There is no argument that providing bi-annual or annual HVAC system service/maintenance agreements can be vital to consumers’ peace of mind as well as to a contracting firm looking to even out the seasonality of the business. And typically, April is the time when most contractors are looking to renew and sell these instruments.

However, there is one aspect of maintenance agreements that may be back-burnered by contractors: providing true value versus the cost. For some contractors, it is a numbers game ‘ bragging rights as to how many agreements they have and service. Others succumb to the marketplace pressures where competitors and some ‘consumer media’ tell customers that maintenance agreements are just a way for your company to squeeze more dollars from their pockets.

For those who are all about bragging rights, you are missing the point. On the other hand, if the number of agreements your company sells and services is vital to the continued success of your firm by bringing in additional revenue during shoulder seasons, then you are right on point. The intent isn’t to rip off customers.

True Value

However, to avoid any misunderstandings you must show the true value of your maintenance agreements to customers.
-.-.-
Problems to work on:
[1] From the article on HVAC maintenance agreements, list each benefit of these agreements that the text names.
[2] Continue the article on HVAC maintenance agreements from its final sentence.

Data supplied:
-.-.-
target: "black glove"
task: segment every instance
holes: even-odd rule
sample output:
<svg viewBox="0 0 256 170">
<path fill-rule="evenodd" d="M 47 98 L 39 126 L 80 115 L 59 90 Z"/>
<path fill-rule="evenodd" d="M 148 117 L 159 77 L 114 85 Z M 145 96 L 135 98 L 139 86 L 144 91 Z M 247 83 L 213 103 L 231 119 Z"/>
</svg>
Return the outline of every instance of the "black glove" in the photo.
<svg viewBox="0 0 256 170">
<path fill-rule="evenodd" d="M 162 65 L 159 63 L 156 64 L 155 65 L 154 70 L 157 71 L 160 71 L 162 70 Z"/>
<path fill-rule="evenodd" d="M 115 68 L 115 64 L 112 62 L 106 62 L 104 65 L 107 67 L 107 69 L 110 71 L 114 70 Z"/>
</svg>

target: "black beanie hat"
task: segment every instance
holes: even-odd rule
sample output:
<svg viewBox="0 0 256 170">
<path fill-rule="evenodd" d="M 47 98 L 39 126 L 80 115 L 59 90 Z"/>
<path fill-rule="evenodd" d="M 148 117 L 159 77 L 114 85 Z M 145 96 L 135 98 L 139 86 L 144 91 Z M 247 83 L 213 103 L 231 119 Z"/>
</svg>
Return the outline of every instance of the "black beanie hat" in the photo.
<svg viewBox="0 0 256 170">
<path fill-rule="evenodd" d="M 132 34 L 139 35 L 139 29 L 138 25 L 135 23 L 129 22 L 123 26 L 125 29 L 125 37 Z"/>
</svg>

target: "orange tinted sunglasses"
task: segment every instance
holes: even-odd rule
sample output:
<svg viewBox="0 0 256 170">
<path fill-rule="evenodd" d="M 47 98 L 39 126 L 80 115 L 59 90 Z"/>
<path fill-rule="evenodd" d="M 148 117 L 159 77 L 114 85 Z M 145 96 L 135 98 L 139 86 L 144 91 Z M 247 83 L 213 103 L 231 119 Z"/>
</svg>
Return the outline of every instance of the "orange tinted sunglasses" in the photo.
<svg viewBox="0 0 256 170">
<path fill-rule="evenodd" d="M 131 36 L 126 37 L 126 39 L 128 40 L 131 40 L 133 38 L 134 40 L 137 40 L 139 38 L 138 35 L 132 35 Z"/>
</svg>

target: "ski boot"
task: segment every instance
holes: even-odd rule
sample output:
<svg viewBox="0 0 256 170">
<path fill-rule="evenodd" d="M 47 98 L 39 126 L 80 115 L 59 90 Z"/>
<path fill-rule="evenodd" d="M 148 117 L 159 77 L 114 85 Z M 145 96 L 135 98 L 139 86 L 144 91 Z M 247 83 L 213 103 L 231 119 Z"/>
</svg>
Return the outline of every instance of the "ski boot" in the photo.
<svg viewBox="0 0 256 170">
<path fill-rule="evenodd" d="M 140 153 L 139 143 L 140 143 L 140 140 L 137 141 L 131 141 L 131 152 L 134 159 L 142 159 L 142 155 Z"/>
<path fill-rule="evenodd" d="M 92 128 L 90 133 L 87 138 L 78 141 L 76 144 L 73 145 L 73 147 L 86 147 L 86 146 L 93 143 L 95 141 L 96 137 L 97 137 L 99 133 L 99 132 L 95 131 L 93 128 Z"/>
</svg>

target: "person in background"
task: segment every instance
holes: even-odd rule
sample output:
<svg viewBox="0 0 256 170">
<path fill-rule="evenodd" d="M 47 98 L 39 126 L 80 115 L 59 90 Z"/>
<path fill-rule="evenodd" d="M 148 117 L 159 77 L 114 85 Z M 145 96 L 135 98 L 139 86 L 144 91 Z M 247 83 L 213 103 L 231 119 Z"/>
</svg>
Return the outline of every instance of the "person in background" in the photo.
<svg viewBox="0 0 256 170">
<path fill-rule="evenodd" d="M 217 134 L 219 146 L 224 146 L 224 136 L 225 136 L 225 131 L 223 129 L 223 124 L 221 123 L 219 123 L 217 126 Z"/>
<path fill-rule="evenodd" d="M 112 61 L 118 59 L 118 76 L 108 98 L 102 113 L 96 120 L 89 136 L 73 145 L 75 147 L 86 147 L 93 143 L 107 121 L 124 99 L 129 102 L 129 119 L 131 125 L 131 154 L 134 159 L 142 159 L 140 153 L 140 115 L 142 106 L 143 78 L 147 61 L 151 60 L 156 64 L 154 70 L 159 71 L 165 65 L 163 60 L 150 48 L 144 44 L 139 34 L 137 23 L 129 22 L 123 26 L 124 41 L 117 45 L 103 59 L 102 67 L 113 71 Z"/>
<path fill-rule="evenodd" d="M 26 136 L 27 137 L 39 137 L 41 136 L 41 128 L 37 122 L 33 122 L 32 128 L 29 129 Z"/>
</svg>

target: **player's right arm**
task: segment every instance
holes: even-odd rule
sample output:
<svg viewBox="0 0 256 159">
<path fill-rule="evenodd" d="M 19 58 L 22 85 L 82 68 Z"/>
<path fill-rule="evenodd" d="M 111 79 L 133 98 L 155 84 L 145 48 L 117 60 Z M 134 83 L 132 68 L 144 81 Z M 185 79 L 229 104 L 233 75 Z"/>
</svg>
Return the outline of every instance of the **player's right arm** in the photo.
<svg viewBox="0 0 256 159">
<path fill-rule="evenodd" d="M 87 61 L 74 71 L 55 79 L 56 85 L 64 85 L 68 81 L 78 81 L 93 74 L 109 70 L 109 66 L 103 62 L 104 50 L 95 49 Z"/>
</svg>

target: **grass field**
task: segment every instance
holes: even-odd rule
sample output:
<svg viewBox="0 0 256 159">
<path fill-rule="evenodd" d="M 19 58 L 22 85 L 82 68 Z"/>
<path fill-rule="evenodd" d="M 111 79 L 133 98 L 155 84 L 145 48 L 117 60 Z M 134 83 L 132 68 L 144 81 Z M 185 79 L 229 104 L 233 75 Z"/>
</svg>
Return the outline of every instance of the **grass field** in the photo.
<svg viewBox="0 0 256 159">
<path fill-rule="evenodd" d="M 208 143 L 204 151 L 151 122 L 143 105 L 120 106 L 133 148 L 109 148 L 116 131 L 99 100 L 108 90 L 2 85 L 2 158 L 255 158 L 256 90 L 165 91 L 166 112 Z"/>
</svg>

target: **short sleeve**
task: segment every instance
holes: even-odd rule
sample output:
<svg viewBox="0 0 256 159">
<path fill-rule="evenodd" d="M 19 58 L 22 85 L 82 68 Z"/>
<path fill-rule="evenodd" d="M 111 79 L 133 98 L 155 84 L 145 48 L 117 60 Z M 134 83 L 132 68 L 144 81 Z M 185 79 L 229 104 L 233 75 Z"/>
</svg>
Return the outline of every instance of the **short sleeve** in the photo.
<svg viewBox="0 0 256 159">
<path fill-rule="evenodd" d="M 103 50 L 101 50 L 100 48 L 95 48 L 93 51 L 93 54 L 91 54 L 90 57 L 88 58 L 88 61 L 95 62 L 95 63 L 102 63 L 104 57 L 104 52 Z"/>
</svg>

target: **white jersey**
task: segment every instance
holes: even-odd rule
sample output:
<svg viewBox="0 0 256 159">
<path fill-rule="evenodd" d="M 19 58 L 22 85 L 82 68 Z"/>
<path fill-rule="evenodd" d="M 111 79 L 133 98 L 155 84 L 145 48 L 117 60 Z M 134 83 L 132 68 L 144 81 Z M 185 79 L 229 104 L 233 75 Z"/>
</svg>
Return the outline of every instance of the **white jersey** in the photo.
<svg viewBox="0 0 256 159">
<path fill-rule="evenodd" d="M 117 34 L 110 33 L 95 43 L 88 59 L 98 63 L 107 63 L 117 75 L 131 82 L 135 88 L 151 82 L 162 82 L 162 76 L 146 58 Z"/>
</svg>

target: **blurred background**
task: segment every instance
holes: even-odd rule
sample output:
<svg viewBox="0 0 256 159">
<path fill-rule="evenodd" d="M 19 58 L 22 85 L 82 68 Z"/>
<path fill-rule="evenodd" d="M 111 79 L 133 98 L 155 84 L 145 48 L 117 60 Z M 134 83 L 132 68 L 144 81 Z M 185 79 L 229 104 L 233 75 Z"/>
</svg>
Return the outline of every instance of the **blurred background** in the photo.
-.-.-
Solved problems:
[1]
- Peace of mind for consumers
- Evening out the seasonality of a contracting firm's business
- Additional revenue during shoulder seasons

[2]
First, pricing needs to be fair. Maintenance agreements shouldn’t be so expensive that customers think it’s a rip-off and may only consider buying one-off services when they need it. Still, pricing should be high enough to cover costs and provide you a fair margin.

Second, you should provide options ‘ different types and/or levels of maintenance so your customers have choices.

Create Club Memberships

Take, for example, the approach to maintenance agreements as a membership or VIP club. By providing points that equate to discounts for consumers on services, you can entice them to buy maintenance agreements from you.

A great example is how Rob Minnick and his team at Minnicks, Inc. do this very thing. Read all about it on page 13 of this issue. In fact, Rob takes it one step further. He offers customers three choices, one of which is a unique program called Smart Maintenance. With that, he can remotely monitor and manage customer systems without having to bring on more staff and more overhead.

The Performance Approach

Furthermore, Rob creates value through programs like VIP memberships and smart maintenance. Plus his field service and installation teams operate under the Performance-Based Contracting’ method. This means all maintenance tasks include static pressure/temperature testing as well as ductwork analysis and diagnoses. His customers receive value in comfort and energy efficiency. They have the peace of mind knowing Minnicks is watching out for them.

This is so important for three reasons: It differentiates Minnick’s from its competitors, it brings in much-needed revenues, and provides his customer base with a value that flies in the face of negativity reported from sources like  and Angie’s List.

So the question is, are you more concerned with the number of agreements you sell or are you focused on providing true value to customers? What are some unique value propositions that your maintenance approach brings to the market?